Instruction A
Rewrite everything in the canning story from "Finding, again, no" down to "mess of 2010.", putting "work clothes" in place of "town clothes".
Instruction B
Extend the canning story past its final sentence.

Supplied text

::::::::

The wild haired woman paused, recalling for the first time in years the sweet taste of her grandmother’s crab apple jelly on a piece of hot toast. It was delicious, there was nothing better. He was right. She could handle the thirty tons of apples–jelly she had done before without killing anyone.

But how does a giant box of tomatoes turn into restaurant style pacante sauce?

And how could she say no to a man who sees her as his only chance to taste, once again, his favorite homemade goodies?

She smiled and hefted the thirty ton bag of apples over her own shoulders as her pops set the boxes of tomatoes on the table in her quaint kitchen.

“Can’t wait,” chirped her Pops as he flew out the door.

“Me too,” whimpered the woman as she assessed the situation.

“You have not seen the last of me,” said the eliminated designer over her surround sound.

And so there she was, alone. Alone in a house filled with autumn’s harvest. Fruits of her father’s labor and a nearly 100 year old apple tree. The woman poured herself a glass of wine, accepted that television wouldn’t be an option for three to four years, sat down at the table, closed her eyes and tried her best to channel Martha Stewart…

…then woke up the next morning with a tomato stuck to her cheek and a vague memory of a dream involving Martha and a mini mansion made out of pumpkins.

She grabbed a cup of coffee and turned to the only thing she knew: Google.

Yup. She Googled it. She Googled  “tomato canning,” “salsa,” “what the hell is a hot water bath?” “can I poison relatives if I attempt to make homemade salsa without the supervision of a professional?” and “Martha, help me.”

Finding, again, no direct answers and no home phone number for Martha or Paula Dean, the woman put on her town clothes, went to work and talked to her neighbor….the same neighbor who got her out of the plum jelly mess of 2010.

And her life was saved as her lovely, experienced friend presented her with her mother’s own original tried and true salsa recipe. And as the wild haired woman marched her weary butt to the grocery store to pick up the rest of her ingredients, it occurred to her that the very recipe she had in her purse could possibly have been made by her grandmother. The two women were best friends!

::::::::

Items

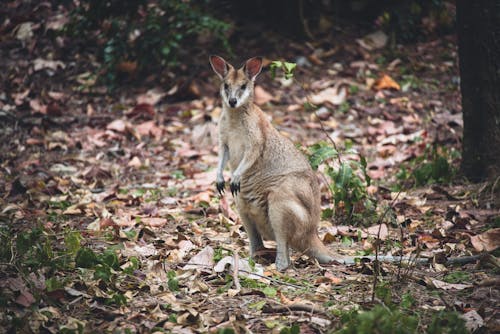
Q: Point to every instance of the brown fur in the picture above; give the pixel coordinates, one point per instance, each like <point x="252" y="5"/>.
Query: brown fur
<point x="278" y="197"/>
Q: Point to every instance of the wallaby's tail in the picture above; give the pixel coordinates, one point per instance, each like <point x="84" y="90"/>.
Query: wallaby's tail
<point x="318" y="250"/>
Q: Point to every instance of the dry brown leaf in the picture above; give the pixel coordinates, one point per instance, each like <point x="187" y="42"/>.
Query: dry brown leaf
<point x="386" y="82"/>
<point x="203" y="261"/>
<point x="335" y="95"/>
<point x="154" y="221"/>
<point x="444" y="285"/>
<point x="118" y="125"/>
<point x="487" y="241"/>
<point x="135" y="162"/>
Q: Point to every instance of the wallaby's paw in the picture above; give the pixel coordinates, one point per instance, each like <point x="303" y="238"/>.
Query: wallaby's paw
<point x="220" y="187"/>
<point x="235" y="188"/>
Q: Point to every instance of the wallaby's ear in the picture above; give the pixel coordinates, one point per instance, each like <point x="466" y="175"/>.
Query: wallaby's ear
<point x="219" y="65"/>
<point x="252" y="67"/>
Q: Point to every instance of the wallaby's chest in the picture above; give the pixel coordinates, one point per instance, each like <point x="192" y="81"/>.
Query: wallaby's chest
<point x="234" y="134"/>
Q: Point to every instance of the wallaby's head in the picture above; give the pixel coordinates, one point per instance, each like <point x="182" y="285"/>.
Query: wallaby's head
<point x="237" y="85"/>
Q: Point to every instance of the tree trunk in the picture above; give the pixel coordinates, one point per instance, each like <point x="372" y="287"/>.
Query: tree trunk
<point x="478" y="27"/>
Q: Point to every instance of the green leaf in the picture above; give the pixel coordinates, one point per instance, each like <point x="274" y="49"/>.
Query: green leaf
<point x="86" y="258"/>
<point x="110" y="259"/>
<point x="258" y="305"/>
<point x="343" y="176"/>
<point x="72" y="241"/>
<point x="327" y="213"/>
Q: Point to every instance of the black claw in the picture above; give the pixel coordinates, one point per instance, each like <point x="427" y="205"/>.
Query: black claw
<point x="235" y="188"/>
<point x="220" y="187"/>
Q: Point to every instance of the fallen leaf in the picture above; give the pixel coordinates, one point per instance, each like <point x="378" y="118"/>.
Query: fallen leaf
<point x="473" y="320"/>
<point x="135" y="162"/>
<point x="154" y="221"/>
<point x="386" y="82"/>
<point x="444" y="285"/>
<point x="244" y="268"/>
<point x="335" y="95"/>
<point x="203" y="261"/>
<point x="118" y="125"/>
<point x="40" y="64"/>
<point x="373" y="41"/>
<point x="25" y="298"/>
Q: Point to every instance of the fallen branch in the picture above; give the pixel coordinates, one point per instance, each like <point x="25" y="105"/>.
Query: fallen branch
<point x="313" y="309"/>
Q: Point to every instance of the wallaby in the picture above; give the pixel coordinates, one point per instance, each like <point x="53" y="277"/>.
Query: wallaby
<point x="276" y="191"/>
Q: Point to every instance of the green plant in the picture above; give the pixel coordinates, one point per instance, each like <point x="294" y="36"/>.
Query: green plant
<point x="142" y="35"/>
<point x="409" y="20"/>
<point x="446" y="322"/>
<point x="379" y="319"/>
<point x="349" y="177"/>
<point x="435" y="165"/>
<point x="349" y="180"/>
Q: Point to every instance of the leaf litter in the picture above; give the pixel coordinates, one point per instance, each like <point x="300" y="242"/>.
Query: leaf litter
<point x="133" y="173"/>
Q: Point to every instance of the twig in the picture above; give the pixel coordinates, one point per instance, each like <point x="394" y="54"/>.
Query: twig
<point x="236" y="267"/>
<point x="377" y="245"/>
<point x="322" y="126"/>
<point x="250" y="273"/>
<point x="313" y="309"/>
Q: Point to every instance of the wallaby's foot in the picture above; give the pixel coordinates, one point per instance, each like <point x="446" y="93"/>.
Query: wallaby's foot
<point x="265" y="255"/>
<point x="220" y="187"/>
<point x="235" y="187"/>
<point x="282" y="261"/>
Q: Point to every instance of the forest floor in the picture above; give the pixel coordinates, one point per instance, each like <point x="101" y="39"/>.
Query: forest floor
<point x="110" y="220"/>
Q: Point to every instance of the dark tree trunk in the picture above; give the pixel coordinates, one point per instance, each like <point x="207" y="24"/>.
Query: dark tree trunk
<point x="478" y="26"/>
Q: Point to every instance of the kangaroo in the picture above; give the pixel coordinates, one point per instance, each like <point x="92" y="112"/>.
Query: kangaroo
<point x="275" y="189"/>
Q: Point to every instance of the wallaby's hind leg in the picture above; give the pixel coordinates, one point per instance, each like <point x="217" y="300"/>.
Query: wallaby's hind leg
<point x="254" y="236"/>
<point x="278" y="216"/>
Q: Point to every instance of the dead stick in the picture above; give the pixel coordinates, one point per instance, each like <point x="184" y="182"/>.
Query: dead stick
<point x="313" y="309"/>
<point x="236" y="268"/>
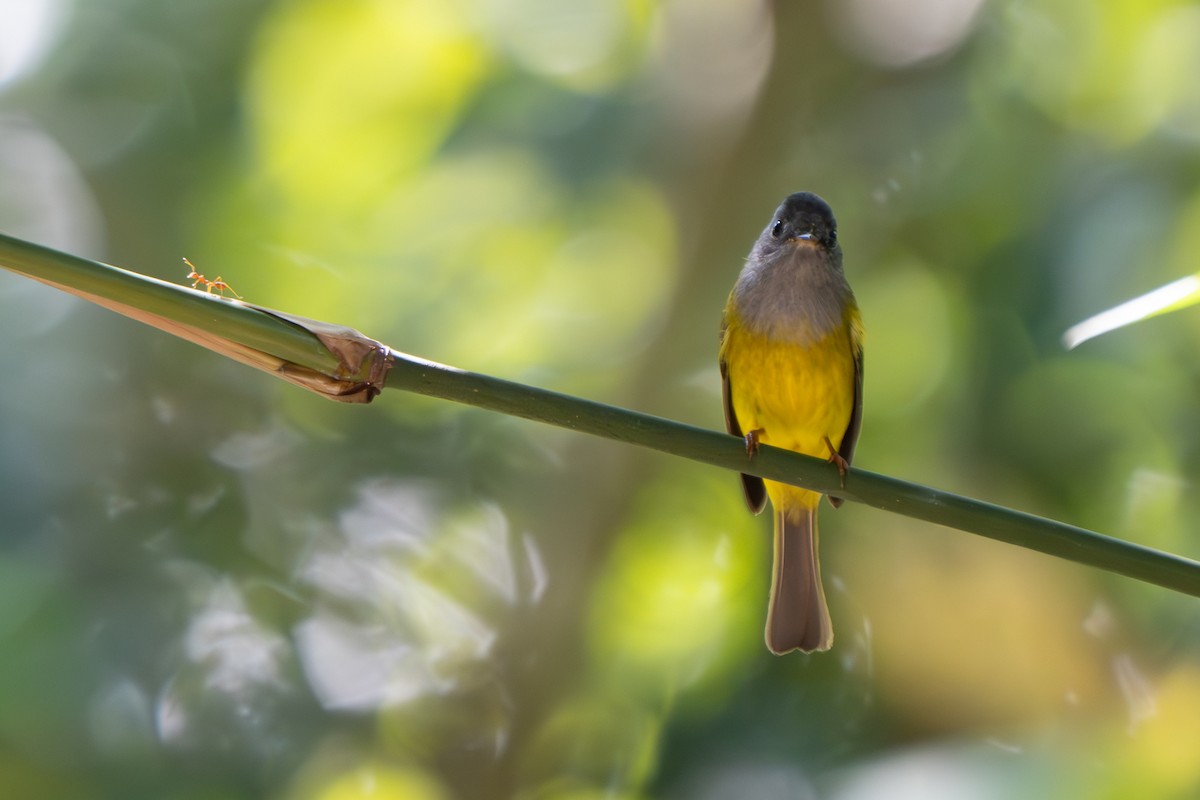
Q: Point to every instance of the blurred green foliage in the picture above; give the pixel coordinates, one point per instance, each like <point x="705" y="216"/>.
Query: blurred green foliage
<point x="216" y="587"/>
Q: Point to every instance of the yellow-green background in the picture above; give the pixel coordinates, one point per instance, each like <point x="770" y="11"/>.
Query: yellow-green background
<point x="215" y="585"/>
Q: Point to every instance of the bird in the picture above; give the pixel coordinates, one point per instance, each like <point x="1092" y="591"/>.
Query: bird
<point x="791" y="364"/>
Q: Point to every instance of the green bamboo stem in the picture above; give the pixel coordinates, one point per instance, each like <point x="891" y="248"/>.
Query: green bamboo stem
<point x="721" y="450"/>
<point x="295" y="344"/>
<point x="226" y="318"/>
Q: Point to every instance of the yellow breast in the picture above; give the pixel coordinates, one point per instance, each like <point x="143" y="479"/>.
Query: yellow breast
<point x="792" y="395"/>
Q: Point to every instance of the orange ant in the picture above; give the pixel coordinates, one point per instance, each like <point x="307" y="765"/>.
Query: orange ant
<point x="209" y="286"/>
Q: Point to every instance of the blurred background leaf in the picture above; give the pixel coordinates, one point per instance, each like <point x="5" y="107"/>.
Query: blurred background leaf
<point x="219" y="587"/>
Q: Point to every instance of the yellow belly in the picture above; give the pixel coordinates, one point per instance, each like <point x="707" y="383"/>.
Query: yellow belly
<point x="795" y="396"/>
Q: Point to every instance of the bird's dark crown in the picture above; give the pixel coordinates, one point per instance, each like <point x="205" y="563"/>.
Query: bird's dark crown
<point x="804" y="216"/>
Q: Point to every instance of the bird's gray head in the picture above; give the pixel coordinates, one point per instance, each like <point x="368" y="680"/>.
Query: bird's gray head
<point x="802" y="220"/>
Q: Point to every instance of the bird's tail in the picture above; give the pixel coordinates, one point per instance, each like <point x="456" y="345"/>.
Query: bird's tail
<point x="798" y="618"/>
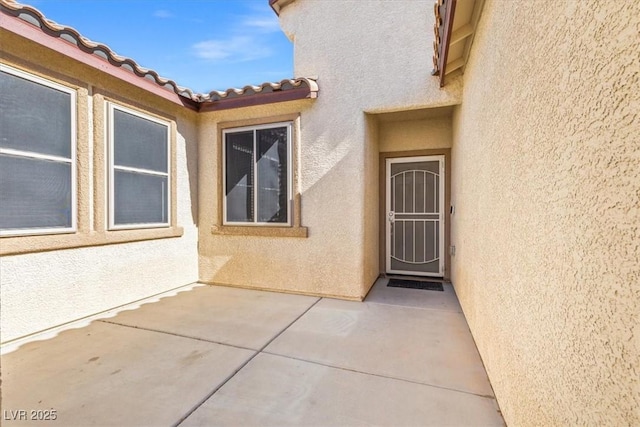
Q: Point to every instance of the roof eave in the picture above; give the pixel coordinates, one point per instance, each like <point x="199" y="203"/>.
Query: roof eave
<point x="260" y="99"/>
<point x="278" y="5"/>
<point x="36" y="35"/>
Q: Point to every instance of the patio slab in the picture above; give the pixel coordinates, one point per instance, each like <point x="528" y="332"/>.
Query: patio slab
<point x="239" y="317"/>
<point x="106" y="374"/>
<point x="427" y="346"/>
<point x="277" y="391"/>
<point x="318" y="362"/>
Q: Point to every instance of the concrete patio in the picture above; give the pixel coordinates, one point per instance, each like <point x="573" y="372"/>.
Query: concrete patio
<point x="224" y="356"/>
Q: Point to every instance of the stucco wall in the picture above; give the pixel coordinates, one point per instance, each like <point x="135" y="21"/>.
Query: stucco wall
<point x="41" y="290"/>
<point x="546" y="159"/>
<point x="408" y="135"/>
<point x="366" y="68"/>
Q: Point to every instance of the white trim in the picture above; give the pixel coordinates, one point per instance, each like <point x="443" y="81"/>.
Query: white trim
<point x="140" y="170"/>
<point x="441" y="219"/>
<point x="111" y="167"/>
<point x="254" y="129"/>
<point x="90" y="136"/>
<point x="73" y="160"/>
<point x="34" y="155"/>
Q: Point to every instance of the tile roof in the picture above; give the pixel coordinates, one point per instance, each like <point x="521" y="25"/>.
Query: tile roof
<point x="35" y="18"/>
<point x="454" y="28"/>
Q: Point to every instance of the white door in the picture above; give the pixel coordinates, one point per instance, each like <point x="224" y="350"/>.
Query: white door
<point x="415" y="215"/>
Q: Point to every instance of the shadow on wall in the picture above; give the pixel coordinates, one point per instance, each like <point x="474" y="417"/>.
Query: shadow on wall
<point x="190" y="135"/>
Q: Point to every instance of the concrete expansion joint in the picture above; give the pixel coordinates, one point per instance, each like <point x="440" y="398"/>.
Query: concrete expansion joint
<point x="380" y="375"/>
<point x="233" y="374"/>
<point x="175" y="335"/>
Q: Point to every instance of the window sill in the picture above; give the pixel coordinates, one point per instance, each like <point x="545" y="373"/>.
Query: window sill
<point x="15" y="245"/>
<point x="233" y="230"/>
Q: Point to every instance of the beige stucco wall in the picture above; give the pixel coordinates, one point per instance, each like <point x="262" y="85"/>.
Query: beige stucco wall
<point x="40" y="290"/>
<point x="410" y="135"/>
<point x="338" y="155"/>
<point x="546" y="159"/>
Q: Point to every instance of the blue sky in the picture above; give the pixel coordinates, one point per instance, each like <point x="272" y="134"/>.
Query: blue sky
<point x="204" y="45"/>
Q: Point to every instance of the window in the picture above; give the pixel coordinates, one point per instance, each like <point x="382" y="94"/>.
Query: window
<point x="139" y="160"/>
<point x="37" y="155"/>
<point x="257" y="175"/>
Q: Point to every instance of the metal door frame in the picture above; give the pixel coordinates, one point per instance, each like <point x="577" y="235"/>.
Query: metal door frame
<point x="388" y="163"/>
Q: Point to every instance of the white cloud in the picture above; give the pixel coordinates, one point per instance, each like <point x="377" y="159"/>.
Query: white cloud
<point x="262" y="23"/>
<point x="248" y="40"/>
<point x="162" y="14"/>
<point x="233" y="49"/>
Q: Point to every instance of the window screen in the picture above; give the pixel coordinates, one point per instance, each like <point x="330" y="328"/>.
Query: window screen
<point x="140" y="175"/>
<point x="36" y="154"/>
<point x="257" y="175"/>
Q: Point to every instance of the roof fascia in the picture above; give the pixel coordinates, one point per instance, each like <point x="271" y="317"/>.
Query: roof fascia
<point x="448" y="29"/>
<point x="258" y="99"/>
<point x="30" y="32"/>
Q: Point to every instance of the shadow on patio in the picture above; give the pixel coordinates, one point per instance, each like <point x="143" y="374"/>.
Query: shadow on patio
<point x="225" y="356"/>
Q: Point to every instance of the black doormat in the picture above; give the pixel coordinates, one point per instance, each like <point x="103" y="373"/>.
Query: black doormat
<point x="415" y="284"/>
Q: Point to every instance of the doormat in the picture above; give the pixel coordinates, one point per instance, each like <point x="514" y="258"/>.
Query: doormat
<point x="415" y="284"/>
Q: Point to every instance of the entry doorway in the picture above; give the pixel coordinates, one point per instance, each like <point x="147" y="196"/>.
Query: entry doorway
<point x="415" y="190"/>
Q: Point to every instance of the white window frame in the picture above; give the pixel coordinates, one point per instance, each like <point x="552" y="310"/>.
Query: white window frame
<point x="32" y="155"/>
<point x="289" y="126"/>
<point x="109" y="111"/>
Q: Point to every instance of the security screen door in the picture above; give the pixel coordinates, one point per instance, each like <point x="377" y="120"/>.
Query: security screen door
<point x="415" y="215"/>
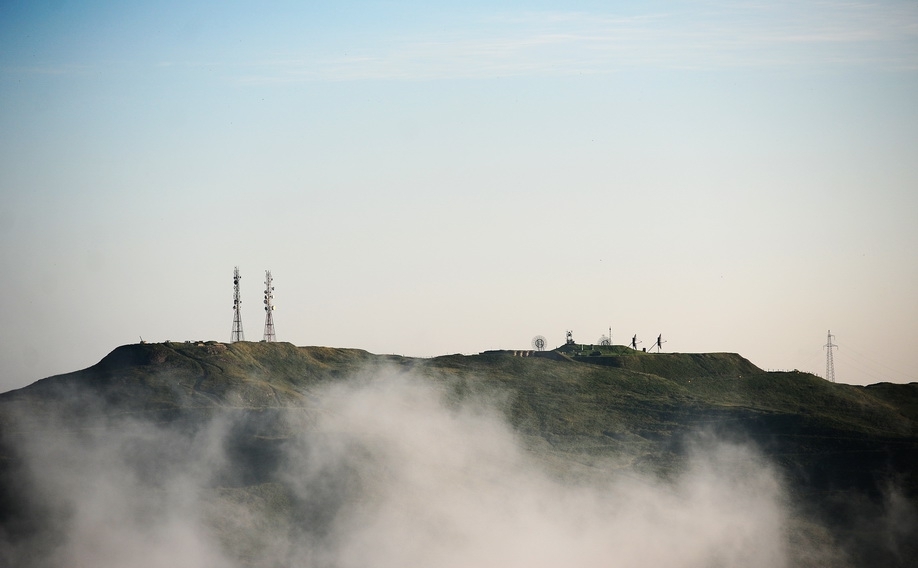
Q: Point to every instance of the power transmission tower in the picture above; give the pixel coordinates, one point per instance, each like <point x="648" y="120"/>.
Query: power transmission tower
<point x="237" y="334"/>
<point x="830" y="365"/>
<point x="269" y="307"/>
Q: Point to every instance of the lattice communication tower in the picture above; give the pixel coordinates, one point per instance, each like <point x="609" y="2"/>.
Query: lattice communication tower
<point x="538" y="343"/>
<point x="269" y="307"/>
<point x="830" y="364"/>
<point x="237" y="334"/>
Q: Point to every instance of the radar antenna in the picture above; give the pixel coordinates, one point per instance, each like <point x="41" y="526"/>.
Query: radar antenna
<point x="269" y="307"/>
<point x="237" y="334"/>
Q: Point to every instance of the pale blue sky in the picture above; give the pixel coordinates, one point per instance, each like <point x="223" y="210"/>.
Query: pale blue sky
<point x="423" y="180"/>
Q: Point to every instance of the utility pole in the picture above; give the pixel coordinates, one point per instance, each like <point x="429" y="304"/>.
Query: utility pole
<point x="269" y="307"/>
<point x="830" y="364"/>
<point x="237" y="334"/>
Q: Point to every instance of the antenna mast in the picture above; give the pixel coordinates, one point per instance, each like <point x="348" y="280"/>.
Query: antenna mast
<point x="830" y="364"/>
<point x="237" y="334"/>
<point x="269" y="307"/>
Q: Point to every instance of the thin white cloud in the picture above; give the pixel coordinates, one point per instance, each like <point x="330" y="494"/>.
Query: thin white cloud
<point x="710" y="35"/>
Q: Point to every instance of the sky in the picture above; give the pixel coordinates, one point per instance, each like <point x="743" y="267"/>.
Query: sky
<point x="435" y="178"/>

::::::::

Output A
Finding, again, no direct answers and no home phone number for Martha or Paula Dean, the woman put on her work clothes, went to work and talked to her neighbor….the same neighbor who got her out of the plum jelly mess of 2010.

Output B
Revitalized by that thought, the woman drove home, ran inside and unloaded her ingredients and set them alongside her hand-written recipe. She dove in…ignoring the fact that it was 8:30 pm on a Tuesday.

Tomatoes? She had ’em.  Onions? Check. Tomato paste, spices, celery? Yes! She even mustered up the strength to purchase two green peppers and six jalapenos–scary, scary ingredients for this pasty woman with scandinavian blood. This was going to be good. Easy. Just follow the recipe…

She boiled water and submerged the fresh, ripe tomatoes for one minute, then transferred them to ice water. And although this was a new process, this tomato peeling thing, she was getting it. She had it down. It looked like a regular tomato massacre had occurred in her kitchen. Boy, time flies when you get the hang of something, she thought to herself, because by the time she was done with step #1 it was already 11 pm. No worries, she could power through. She must! Jalapenos here she comes…wait, a minute…where were her caning jars?


She stormed the three steps to her bedroom and laid down face first on the bed and passed out. Tomorrow was another day and she hoped the naked tomatoes could wait.

The next morning the sun rose like it always does over the red barn as the tomatoes sat chilling in the refrigerator. The woman pulled on her fleece pants and called her momma in town to ask her to bring some jars home with her. See, the woman had a big project due that day, and unfortunately that big project didn’t involve a trip to town…or the tomatoes. It was 7 pm before the woman looked up from her work to a knock on the door. It was her momma, and the jars.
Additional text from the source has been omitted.